- Task statement: Extract every line of the rows below word for word, leaving the pictures out.

- Excerpted records:
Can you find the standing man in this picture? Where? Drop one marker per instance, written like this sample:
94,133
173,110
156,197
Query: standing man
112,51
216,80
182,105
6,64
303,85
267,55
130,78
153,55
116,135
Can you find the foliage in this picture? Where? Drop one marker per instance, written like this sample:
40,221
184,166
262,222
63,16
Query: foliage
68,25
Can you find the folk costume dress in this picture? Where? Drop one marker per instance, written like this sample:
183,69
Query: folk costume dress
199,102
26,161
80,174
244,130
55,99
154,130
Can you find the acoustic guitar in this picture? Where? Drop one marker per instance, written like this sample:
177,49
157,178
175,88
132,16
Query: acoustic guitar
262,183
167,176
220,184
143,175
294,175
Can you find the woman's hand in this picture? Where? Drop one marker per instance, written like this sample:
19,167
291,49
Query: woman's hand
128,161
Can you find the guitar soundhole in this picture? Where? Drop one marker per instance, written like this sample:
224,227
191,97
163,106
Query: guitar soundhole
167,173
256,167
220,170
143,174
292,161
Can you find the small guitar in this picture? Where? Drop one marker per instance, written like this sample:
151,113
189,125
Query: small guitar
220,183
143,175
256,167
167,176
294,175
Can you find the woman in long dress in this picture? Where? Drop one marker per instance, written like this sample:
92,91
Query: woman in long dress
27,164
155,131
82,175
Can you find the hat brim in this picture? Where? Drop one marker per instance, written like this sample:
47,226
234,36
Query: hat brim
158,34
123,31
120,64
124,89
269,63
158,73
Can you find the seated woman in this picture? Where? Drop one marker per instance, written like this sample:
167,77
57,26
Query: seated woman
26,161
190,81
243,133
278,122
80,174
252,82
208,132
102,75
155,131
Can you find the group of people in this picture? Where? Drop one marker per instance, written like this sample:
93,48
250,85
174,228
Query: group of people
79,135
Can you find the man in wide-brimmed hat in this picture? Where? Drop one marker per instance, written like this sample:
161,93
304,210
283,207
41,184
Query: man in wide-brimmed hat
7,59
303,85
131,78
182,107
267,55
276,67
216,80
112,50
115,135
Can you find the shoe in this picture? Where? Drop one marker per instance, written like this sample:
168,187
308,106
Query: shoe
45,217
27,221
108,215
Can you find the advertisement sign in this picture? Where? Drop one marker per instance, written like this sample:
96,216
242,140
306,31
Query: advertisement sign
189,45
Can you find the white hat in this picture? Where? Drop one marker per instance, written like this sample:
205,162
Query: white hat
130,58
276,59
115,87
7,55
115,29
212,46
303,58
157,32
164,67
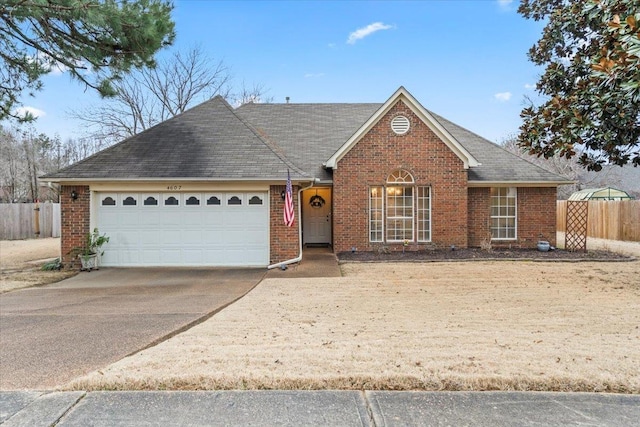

- Right answer:
Can you find the standing man in this picture? Where? Drop one marker per instance, written like this sample:
94,133
173,110
156,197
Query: standing man
112,51
216,80
182,105
6,64
303,85
267,55
130,78
153,55
116,135
Can you find the foliage in this picture? Where? Drop one marker per instance, written like this sample:
40,221
184,166
262,222
63,16
Query: foliage
68,25
Can you find the folk costume dress in this picture? Where? Drop one marker per instance, written like this sample:
183,69
Query: folk costume dress
199,102
26,161
80,174
244,130
55,99
154,130
Can you find the acoustic guitar in this picture? Where? Drop one marker per instance, written like this sample:
177,49
157,178
175,88
132,16
Query: acoustic guitar
262,183
167,176
220,184
143,175
294,175
Can you find the woman's hand in this picture? Where? Drop one marker per instance, written like this sample:
19,167
291,49
Query: woman's hand
128,161
Can you find the guitar soundhole in this picture? Where? Drop one marker per instance, written like this sample:
224,227
191,97
163,106
Query: guitar soundhole
167,173
256,167
220,170
143,174
292,161
Can you find the small guitar in this picture? Where? Drop one marker per instance, written like this sample:
151,113
189,125
Query: small guitar
220,183
143,175
256,167
167,176
294,175
Can you find the woman in long dress in this picture? Where? Drop one marker per instance, written like this sample:
92,91
Query: woman in long dress
27,164
155,131
82,175
Can you find the hat brim in this picture? Where? Drop one marker per instance, written like this sample:
47,226
234,36
Query: hat brim
158,34
123,31
120,64
124,89
269,63
158,73
Can you find the seated woman in this picture? Where? Drop one marker per instance, written like this sample:
167,77
57,26
Query: seated woman
26,161
190,81
243,133
278,122
80,174
252,82
208,132
102,75
155,131
Can you find the group of people in this picture? Where? Drop one marker per instance, written like this sample:
93,48
250,85
174,228
Query: group of people
79,135
Can you find the man in wide-brimmed hat in this picture? Where? Drop one marker per instance, written like this sample:
161,93
304,210
283,207
41,184
Query: man in wide-brimmed hat
7,59
303,85
131,78
182,107
267,55
276,67
216,80
112,50
115,135
Can you find the shoe in this picture? Where? Drop one marker per instance, written like this sample:
168,187
308,106
Query: shoe
45,217
27,221
108,215
Can you find the advertisement sign in this picture? Where? Drop one marker per instance, written like this sample:
96,216
242,140
306,31
Query: advertisement sign
189,45
Can you find the white hat in this picture? Where? Drop one marker per instance, written like this sample:
205,162
Query: white hat
130,58
276,59
115,87
7,55
115,29
212,46
303,58
157,32
164,67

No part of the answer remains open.